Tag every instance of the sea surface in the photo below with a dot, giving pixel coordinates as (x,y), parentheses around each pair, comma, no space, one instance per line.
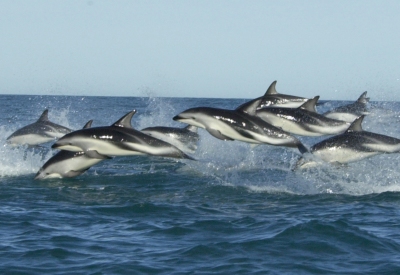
(236,210)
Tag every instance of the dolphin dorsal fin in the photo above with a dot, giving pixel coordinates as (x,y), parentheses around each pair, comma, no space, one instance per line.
(88,124)
(309,105)
(44,116)
(356,125)
(191,128)
(125,121)
(271,89)
(363,98)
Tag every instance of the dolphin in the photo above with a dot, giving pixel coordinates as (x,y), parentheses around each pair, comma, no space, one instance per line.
(183,138)
(303,120)
(67,164)
(351,111)
(272,98)
(353,145)
(119,139)
(41,131)
(236,125)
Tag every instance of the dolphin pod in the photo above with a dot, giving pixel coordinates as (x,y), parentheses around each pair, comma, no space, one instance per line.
(42,131)
(273,119)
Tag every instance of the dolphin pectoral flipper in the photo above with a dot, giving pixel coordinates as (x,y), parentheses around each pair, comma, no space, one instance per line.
(217,134)
(94,154)
(72,173)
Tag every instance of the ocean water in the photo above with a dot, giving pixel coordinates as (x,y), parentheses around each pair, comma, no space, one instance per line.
(236,210)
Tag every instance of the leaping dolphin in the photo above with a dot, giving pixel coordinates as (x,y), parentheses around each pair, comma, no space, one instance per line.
(353,145)
(351,111)
(272,98)
(67,164)
(183,138)
(42,131)
(303,120)
(236,125)
(119,139)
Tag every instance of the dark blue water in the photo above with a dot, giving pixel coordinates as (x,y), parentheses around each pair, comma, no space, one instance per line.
(236,210)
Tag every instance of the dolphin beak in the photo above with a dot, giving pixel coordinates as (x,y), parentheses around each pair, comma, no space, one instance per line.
(177,118)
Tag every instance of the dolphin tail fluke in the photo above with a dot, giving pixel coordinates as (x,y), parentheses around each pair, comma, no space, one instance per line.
(302,148)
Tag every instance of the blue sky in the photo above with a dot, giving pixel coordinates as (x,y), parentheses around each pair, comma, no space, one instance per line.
(233,49)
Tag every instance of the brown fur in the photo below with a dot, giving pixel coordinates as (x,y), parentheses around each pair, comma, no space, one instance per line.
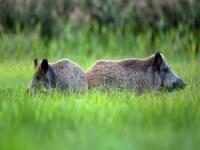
(63,74)
(138,74)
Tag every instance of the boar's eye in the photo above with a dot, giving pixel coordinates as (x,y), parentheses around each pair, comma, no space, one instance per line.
(166,70)
(38,77)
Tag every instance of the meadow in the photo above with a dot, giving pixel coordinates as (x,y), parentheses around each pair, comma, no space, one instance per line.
(99,119)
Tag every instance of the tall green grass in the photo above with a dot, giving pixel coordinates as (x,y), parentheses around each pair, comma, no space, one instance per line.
(97,119)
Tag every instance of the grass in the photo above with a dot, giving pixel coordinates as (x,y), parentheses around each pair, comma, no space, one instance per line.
(96,119)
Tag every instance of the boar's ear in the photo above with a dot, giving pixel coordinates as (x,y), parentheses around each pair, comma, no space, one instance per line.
(35,62)
(44,65)
(158,61)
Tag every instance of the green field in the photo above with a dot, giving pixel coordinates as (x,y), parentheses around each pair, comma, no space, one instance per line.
(98,119)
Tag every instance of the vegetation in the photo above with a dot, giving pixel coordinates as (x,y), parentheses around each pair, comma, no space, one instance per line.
(97,119)
(85,31)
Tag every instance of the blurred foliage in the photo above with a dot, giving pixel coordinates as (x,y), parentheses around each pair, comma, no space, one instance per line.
(131,15)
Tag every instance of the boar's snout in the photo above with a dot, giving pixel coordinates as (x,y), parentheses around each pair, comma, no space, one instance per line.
(179,83)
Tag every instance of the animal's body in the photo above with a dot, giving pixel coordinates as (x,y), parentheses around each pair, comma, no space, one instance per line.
(63,74)
(133,74)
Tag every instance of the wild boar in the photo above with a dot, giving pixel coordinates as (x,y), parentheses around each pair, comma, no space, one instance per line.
(63,74)
(134,74)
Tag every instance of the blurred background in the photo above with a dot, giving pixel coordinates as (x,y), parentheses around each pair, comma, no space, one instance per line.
(98,28)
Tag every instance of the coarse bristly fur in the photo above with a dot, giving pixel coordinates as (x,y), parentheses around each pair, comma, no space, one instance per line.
(137,74)
(63,74)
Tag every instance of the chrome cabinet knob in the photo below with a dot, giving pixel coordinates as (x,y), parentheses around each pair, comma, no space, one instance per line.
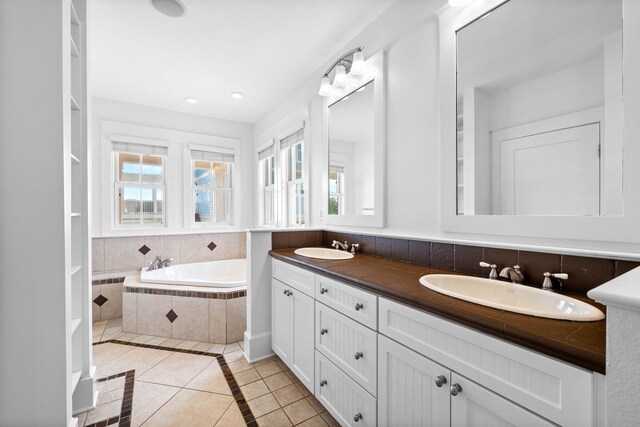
(455,389)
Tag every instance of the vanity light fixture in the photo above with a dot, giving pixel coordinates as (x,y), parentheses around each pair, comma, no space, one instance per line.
(351,63)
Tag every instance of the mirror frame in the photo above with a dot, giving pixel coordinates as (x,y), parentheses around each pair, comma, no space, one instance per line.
(624,228)
(375,72)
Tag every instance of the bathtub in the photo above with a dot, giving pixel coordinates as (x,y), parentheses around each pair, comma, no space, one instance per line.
(230,273)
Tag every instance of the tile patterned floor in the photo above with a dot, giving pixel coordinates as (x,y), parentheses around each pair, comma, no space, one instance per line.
(183,383)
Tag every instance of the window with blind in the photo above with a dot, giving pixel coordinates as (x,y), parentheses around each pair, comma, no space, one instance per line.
(139,184)
(212,185)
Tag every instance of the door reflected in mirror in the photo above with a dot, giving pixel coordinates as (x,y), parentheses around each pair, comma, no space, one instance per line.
(351,153)
(539,110)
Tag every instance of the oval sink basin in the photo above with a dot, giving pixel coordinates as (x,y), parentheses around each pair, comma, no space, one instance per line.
(323,253)
(512,297)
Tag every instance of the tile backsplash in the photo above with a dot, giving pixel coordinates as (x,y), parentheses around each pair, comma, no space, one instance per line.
(118,254)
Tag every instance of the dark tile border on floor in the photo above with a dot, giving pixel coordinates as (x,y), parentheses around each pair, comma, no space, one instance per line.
(248,416)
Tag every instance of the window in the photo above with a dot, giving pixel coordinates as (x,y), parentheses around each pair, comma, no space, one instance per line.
(292,150)
(267,181)
(139,184)
(336,190)
(212,185)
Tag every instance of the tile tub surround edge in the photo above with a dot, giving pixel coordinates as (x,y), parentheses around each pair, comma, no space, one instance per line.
(579,343)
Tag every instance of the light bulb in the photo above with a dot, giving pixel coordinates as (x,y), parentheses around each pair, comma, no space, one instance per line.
(325,86)
(340,79)
(358,68)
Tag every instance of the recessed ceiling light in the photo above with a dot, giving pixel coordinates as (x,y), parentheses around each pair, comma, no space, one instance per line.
(172,8)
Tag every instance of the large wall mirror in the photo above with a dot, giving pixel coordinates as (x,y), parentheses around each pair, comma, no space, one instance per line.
(355,144)
(536,134)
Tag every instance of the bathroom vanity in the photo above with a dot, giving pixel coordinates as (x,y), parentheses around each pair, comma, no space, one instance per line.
(377,348)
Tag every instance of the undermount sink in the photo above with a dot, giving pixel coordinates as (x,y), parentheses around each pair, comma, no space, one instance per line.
(512,297)
(323,253)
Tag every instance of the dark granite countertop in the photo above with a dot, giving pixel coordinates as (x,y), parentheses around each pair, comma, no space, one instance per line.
(579,343)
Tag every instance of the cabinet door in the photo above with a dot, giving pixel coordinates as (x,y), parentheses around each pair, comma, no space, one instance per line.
(281,320)
(474,405)
(302,347)
(407,390)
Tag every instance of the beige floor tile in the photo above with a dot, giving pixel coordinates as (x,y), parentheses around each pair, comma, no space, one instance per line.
(277,381)
(210,379)
(246,377)
(232,418)
(300,411)
(287,395)
(263,405)
(176,370)
(316,421)
(191,408)
(268,369)
(254,390)
(274,419)
(148,398)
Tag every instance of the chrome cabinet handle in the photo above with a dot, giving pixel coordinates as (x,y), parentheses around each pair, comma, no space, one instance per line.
(455,389)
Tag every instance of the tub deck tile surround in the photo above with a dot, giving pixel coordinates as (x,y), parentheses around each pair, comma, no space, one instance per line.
(580,343)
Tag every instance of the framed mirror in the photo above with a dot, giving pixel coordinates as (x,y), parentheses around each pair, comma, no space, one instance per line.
(535,134)
(354,129)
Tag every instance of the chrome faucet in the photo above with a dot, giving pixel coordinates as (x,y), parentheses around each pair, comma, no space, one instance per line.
(513,273)
(339,245)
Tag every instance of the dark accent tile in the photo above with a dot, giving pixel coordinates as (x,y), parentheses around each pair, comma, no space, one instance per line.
(172,316)
(586,273)
(400,249)
(625,267)
(100,300)
(535,264)
(383,246)
(500,257)
(441,255)
(419,252)
(467,260)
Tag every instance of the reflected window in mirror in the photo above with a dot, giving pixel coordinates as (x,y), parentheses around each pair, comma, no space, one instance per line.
(539,110)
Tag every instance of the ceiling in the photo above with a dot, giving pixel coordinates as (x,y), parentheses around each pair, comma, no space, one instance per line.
(264,49)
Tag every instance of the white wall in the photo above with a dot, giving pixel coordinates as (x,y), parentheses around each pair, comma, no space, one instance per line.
(408,32)
(115,111)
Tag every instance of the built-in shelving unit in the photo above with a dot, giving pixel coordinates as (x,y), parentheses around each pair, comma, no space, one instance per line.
(82,372)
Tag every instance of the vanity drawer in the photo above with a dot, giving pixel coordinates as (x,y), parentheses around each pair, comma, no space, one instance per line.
(295,277)
(342,397)
(355,303)
(349,345)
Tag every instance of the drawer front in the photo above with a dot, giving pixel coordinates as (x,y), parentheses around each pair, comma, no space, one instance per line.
(295,277)
(355,303)
(342,397)
(348,344)
(558,391)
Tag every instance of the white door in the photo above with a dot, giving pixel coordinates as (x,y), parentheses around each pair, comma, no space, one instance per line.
(407,390)
(302,348)
(281,320)
(549,173)
(474,405)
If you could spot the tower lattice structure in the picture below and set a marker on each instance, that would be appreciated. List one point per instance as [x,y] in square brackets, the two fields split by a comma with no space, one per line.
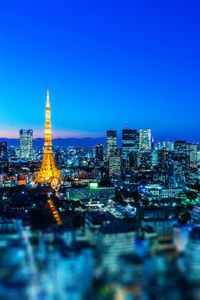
[48,172]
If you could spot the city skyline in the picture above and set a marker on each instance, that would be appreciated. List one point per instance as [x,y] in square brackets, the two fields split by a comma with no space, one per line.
[124,70]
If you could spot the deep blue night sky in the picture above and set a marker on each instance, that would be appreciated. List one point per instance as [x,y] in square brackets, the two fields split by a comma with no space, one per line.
[109,64]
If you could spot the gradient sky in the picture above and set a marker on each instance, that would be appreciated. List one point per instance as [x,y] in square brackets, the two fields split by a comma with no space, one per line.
[109,64]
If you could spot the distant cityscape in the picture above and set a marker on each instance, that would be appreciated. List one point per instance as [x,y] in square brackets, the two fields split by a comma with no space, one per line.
[103,222]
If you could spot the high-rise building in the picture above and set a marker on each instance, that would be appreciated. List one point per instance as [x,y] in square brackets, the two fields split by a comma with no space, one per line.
[99,153]
[3,150]
[58,159]
[111,143]
[191,150]
[180,158]
[145,140]
[154,158]
[129,142]
[114,166]
[26,143]
[48,172]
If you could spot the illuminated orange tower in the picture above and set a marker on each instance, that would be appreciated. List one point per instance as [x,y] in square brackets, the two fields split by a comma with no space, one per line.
[48,172]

----------

* [Exercise]:
Restate verbatim the lines running from the line with "Tag every instance of the white door" through the end of the material; both ends count, and images are omitted.

* [Written answer]:
Tag every instance of the white door in the photo above with a dot, giving pixel coordinates as (x,y), parentheses around each pair, comma, no space, one instance per line.
(407,390)
(302,348)
(281,320)
(549,173)
(474,405)
If you could spot the tower lattice structure in the picture below and set a marker on each instance, that would be appreciated. List one point per instance as [x,y] in square brackets, the two fields split by a comma with no space, one per line.
[48,172]
If you could spot the city skyline in the picture above and set a marker on each instance, that would be appreciated. List one point per instance as [x,y] in square brackets, the two fields split by a comma with no space, one per line.
[124,70]
If you could spot the deep blue night sky in the picture above and set a marker on each instance, that would be appreciated. List one point per instance as [x,y] in square brackets, the two fields split by a comma with no space, one per line.
[109,64]
If you could spot the gradient sky in the picture above and set a marker on each instance, that would be appreciated. List one point per instance as [x,y] in square brackets, the two fields split by a comma with no space, one per line.
[109,64]
If you could spot the distant cityscape in the picture above and set a marker on each instance, that would be appreciated. List one point per instance as [x,y] in square brackets, the two fields split by a comma with no space, one per line.
[103,222]
If you could spot the high-rise building in the picture above and set a marker on each instance, that would be appreciated. List one point per instance as [x,y] in square brackets, the two fields split by a comma with no space, one per line.
[99,153]
[3,150]
[58,159]
[111,143]
[191,150]
[180,158]
[145,140]
[154,158]
[129,142]
[114,166]
[26,143]
[48,172]
If you could spot the illuminated orange tower in the picture above and set a marker on each instance, that would be appreciated. List one point per instance as [x,y] in square brackets, the two fields split by a comma with no space, one per line.
[48,172]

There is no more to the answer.